══ Selected extract ══

Landmark Medical Center and the Rehabilitation Hospital of Rhode Island owed more than $10 million in debt to their vendors when a special master was appointed to oversee their operations. A deal to sell the facilities to Steward Health Care Corp., a Boston-based for-profit chain, fell apart after Steward failed to reach an agreement with Blue Cross and Blue Shield of Rhode Island.
In a 116-page October report, the Rhode Island Department of Health outlined the issues dogging Prime, including federal investigations into allegations of upcoding and high rates of septicemia at its facilities, legal battles with Service Employees International Union and Kaiser Permanente, and failed takeover deals, particularly in its home state of California, where the attorney general in 2011 blocked its attempt to purchase Victor Valley Community Hospital.
But the state regulators also acknowledged that the alternative to Prime's bid is “an expected closure of the hospital, and considerable adverse economic impact” to the community it serves. “Given this reality … this acquisition is in the public interest.”
Under the terms of the transaction, Prime will invest $30 million over five years in capital improvements, service expansions and technology; at least $15 million in routine facility maintenance; and at least $4.5 million in physician recruitment.
It also agreed to operate Landmark as a full-service acute-care hospital for at least three years, pay back roughly $8.5 million owed to the hospital's creditors and extend a line of credit to the hospital, among other terms.

═══

Exercises -
1) What minimum or committed dollar amounts does the Landmark hospital sale text say Prime will invest under the transaction, and what is each for?
2) Can you write what comes next in the text about Prime's purchase of Landmark Medical Center, starting after its last sentence?

══ Supplied information ══

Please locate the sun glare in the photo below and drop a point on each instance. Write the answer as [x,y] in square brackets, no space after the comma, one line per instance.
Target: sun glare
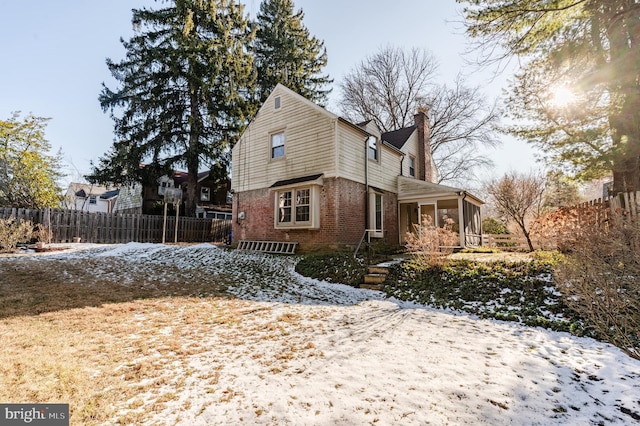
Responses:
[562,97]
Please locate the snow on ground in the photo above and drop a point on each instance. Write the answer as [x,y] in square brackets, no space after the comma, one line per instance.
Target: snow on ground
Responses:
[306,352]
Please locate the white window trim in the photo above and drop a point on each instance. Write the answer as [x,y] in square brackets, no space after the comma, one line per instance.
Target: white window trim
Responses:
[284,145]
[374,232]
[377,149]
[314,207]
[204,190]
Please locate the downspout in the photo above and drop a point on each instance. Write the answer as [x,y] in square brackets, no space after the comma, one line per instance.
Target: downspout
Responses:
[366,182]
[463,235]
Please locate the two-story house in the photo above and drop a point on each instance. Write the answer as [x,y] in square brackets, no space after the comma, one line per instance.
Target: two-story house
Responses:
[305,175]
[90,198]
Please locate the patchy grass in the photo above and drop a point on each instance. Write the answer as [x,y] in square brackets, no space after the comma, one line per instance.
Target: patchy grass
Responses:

═══

Answers by task -
1)
- $30 million over five years in capital improvements, service expansions and technology
- At least $15 million in routine facility maintenance
- At least $4.5 million in physician recruitment

2)
Prime also must meet 11 quality benchmarks, such as adopting programs to prevent unnecessary hospital admissions and readmissions, participating in a prescription monitoring program, reaching a 90% flu vaccination rate for its staff and ending elective caesarian sections before 39 weeks. The remaining 10 conditions cover financial and operational terms of the deal.
Josh Nemzoff, an M&A consultant who has represented both Landmark and Prime at various points in the sale process, said it’s not unusual for attorneys general to attach conditions to a deal—and he described Rhode Island’s terms as “tame” compared to those in some other states, such as New Jersey.
Prime, for its part, points out that the Joint Commission named 11 of its hospitals this year as “top performers on key quality measures.”
And it has repeatedly countered that it has been the target of a “smear campaign” by the SEIU that aims to force it into a neutrality agreement that would allow the SEIU to unionize its workforce. It also has sued the Kaiser Foundation Health Plan and the SEIU for conspiring to keep it out of the market—but was dealt a blow in August when a District Court judge in San Diego dismissed the suit for failing to provide sufficient facts demonstrating a conspiracy. Prime vowed that it will file a new complaint. Dr. Prem Reddy, the chain's chairman, president and CEO, emphasized that the U.S. Justice Department's investigations to date have not yielded any fines for the chain.
“There's no hospital, no health system, that hasn't been investigated and fined,” he said. “At Prime Healthcare, there have been no fines, only investigations.”
In California, Prime is appealing a recent $50,000 fine from the health department for performing non-emergency cardiac catheterization procedures that it wasn't licensed to perform. Three patients suffered adverse events at Desert Valley Hospital (PDF) in Victorville, including one who died.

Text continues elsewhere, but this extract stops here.